**Work to do**
Copy the stretch of the records from the line containing "Target: snowy ground" through the line containing "[[[1,366],[551,366],[547,349],[307,282],[23,283],[0,284]]]", both included, character for character.

━━ Material ━━

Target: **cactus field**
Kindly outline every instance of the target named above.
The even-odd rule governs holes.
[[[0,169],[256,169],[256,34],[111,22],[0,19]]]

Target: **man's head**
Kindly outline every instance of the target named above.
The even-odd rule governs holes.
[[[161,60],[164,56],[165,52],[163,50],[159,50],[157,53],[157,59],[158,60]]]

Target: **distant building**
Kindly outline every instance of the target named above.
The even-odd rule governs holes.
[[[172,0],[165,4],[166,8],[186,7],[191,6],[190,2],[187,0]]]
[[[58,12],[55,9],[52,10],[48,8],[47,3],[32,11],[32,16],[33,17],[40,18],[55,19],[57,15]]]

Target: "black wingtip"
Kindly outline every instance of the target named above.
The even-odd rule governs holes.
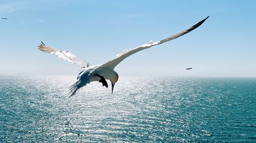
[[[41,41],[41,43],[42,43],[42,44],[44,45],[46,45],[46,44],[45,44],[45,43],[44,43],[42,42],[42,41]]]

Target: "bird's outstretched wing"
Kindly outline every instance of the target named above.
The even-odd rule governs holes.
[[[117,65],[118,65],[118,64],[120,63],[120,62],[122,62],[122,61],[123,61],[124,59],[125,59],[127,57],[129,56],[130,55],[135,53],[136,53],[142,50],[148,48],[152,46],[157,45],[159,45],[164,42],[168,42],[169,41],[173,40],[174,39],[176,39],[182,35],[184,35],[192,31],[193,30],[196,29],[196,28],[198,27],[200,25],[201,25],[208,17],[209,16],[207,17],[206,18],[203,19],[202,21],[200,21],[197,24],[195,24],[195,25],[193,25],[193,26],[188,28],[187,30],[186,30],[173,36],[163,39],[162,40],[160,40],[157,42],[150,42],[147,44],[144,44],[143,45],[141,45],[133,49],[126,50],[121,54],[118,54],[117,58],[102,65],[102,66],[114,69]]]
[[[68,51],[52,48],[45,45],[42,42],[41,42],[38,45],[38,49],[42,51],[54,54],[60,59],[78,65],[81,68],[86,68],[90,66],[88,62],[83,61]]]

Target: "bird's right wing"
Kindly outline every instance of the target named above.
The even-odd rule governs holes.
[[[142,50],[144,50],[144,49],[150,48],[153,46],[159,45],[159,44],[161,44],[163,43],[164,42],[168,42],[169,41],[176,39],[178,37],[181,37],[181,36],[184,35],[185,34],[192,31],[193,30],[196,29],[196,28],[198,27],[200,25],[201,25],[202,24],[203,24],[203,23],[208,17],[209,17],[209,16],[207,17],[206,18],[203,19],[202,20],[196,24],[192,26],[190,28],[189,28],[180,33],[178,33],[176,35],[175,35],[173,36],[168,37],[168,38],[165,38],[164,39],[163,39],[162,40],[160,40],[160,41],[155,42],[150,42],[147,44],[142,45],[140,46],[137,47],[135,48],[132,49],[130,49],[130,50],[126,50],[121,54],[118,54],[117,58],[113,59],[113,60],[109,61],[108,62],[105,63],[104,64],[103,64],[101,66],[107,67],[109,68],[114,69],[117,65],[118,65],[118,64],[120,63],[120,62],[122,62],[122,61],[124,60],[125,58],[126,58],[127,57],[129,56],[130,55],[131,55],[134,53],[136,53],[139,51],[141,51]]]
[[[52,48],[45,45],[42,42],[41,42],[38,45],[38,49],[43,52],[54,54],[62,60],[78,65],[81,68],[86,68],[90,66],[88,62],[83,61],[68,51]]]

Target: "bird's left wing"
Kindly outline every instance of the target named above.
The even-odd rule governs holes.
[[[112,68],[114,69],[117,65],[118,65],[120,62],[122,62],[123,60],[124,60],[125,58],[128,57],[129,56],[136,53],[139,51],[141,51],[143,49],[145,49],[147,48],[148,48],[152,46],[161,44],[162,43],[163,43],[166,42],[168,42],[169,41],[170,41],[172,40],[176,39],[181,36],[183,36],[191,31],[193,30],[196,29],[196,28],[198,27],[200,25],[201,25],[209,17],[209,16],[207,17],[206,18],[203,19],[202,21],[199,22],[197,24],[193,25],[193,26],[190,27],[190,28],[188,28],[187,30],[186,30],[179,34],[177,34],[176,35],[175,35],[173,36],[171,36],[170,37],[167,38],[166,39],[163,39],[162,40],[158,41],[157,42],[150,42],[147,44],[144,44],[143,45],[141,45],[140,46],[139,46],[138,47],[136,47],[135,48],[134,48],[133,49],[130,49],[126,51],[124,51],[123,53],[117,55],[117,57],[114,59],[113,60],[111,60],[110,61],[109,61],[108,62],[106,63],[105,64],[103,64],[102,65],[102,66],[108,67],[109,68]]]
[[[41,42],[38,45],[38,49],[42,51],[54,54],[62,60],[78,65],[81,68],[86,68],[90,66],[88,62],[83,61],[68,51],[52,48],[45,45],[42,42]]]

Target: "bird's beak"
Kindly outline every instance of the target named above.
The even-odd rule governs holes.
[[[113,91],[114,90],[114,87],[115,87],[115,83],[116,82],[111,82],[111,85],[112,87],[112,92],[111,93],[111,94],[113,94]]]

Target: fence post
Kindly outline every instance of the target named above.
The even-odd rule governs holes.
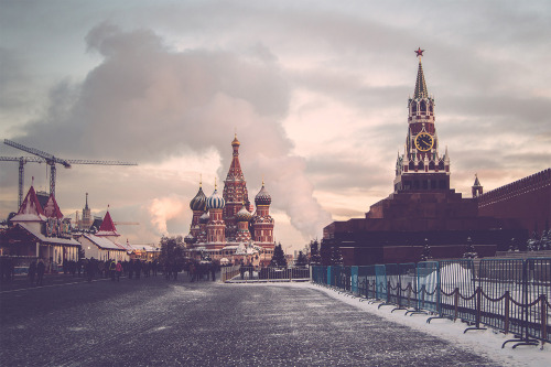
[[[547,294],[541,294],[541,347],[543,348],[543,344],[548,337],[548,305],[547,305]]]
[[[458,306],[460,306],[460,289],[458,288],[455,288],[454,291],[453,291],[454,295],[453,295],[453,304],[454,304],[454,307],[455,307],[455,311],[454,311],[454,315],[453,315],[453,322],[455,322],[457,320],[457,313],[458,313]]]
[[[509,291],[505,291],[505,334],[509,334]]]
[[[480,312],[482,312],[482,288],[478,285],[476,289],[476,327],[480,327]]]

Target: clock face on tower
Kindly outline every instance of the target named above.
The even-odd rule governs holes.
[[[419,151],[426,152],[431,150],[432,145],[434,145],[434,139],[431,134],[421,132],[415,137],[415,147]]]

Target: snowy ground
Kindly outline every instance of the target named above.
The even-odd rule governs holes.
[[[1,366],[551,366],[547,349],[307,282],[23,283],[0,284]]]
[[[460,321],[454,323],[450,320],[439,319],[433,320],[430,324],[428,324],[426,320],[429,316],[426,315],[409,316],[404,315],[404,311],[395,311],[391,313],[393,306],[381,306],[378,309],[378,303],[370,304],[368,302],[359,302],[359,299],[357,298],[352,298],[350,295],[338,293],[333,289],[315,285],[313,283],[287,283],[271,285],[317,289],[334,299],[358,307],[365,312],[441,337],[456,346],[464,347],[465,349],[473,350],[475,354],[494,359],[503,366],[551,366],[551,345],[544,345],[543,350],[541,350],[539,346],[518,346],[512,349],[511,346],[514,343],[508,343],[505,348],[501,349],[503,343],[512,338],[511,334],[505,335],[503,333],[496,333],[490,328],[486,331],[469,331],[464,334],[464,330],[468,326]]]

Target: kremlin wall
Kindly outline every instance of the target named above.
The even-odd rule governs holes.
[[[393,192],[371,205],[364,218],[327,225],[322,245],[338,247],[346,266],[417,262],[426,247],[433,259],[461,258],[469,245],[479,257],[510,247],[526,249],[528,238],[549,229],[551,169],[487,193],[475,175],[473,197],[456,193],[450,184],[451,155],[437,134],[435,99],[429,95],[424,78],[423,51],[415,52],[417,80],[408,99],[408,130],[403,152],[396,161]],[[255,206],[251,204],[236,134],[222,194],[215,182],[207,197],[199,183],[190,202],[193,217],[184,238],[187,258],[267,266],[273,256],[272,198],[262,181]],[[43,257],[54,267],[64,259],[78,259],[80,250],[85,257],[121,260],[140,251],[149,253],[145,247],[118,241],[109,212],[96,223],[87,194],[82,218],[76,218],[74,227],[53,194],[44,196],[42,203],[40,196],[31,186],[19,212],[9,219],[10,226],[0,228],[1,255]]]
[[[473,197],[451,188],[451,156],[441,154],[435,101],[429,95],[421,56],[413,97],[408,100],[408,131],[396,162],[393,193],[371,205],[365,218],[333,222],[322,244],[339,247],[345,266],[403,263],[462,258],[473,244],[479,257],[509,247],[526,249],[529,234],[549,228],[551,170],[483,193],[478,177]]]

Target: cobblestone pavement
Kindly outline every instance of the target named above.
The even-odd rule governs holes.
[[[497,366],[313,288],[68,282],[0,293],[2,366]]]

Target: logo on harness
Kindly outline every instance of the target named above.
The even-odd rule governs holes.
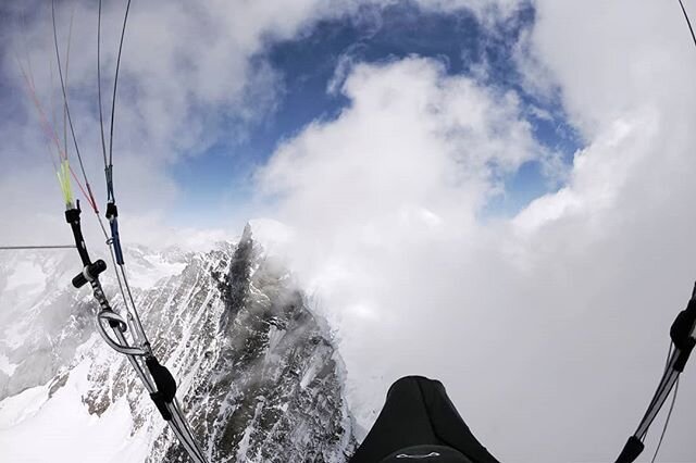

━━━

**Output for this task**
Target: snowy ground
Kindly outline every instance of the target named above.
The even-odd rule governs holes.
[[[1,366],[551,366],[547,349],[307,282],[23,283],[0,284]]]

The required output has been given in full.